» Exercise goal: Transcribe the lines of the listing below exactly as they appear, from the line containing "pixel 177 564." through the end of the listing, inclusive.

--- Data to process ---

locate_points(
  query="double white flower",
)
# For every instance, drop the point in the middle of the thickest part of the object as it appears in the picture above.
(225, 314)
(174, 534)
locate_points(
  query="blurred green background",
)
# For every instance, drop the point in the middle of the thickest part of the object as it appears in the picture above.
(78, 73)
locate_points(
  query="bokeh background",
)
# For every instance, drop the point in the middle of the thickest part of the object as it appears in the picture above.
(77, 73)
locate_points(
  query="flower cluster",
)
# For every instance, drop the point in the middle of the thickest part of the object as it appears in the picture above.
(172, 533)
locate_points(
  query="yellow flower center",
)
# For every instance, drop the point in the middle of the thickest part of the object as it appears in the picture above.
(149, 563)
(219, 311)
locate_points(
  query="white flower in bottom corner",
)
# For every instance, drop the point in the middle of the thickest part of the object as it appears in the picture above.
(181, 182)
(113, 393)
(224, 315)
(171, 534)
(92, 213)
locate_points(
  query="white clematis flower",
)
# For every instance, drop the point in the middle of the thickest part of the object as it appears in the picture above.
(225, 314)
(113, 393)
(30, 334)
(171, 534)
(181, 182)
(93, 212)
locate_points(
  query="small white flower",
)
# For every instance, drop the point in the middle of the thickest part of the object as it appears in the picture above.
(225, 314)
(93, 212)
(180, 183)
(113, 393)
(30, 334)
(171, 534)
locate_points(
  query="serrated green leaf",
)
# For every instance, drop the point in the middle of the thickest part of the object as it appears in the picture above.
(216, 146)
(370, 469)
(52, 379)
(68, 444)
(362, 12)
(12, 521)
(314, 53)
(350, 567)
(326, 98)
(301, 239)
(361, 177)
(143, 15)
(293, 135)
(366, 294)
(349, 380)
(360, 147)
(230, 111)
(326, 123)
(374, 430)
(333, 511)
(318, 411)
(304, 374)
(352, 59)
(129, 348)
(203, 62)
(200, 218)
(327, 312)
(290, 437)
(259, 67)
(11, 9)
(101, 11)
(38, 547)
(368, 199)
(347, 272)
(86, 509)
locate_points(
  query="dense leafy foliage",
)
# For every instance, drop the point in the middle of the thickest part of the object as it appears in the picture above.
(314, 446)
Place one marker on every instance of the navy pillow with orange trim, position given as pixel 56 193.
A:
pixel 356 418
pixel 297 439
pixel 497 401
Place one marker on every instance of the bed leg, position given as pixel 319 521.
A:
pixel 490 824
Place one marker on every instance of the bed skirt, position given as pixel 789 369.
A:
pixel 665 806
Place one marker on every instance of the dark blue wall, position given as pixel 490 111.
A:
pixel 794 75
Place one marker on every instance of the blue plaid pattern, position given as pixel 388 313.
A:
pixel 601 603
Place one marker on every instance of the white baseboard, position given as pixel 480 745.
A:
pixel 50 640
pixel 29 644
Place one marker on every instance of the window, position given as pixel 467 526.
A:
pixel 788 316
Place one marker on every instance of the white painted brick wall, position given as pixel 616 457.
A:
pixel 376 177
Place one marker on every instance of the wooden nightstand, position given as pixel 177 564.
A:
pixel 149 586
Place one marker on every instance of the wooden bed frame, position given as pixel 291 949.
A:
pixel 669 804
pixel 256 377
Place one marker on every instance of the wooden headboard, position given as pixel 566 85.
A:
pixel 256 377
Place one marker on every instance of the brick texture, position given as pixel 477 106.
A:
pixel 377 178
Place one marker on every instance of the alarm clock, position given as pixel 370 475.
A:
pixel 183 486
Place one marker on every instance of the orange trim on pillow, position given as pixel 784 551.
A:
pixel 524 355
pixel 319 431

---

» The solution:
Place one marker on every instance of the wooden nightstand, position given as pixel 177 564.
A:
pixel 149 586
Place one marker on every instance of the wooden bed frame, position given as pixel 291 949.
A:
pixel 669 804
pixel 256 377
Place one marker on every instance of the wooden headboard, position given as pixel 566 85.
A:
pixel 256 377
Place one marker on every instance of the brick texture, position given as pixel 477 106.
A:
pixel 377 178
Place one marker on every instance of the alarm clock, position given as pixel 370 475.
A:
pixel 183 486
Place one marker on every instance of the orange trim on pillow, position given as pixel 784 551.
A:
pixel 524 355
pixel 319 431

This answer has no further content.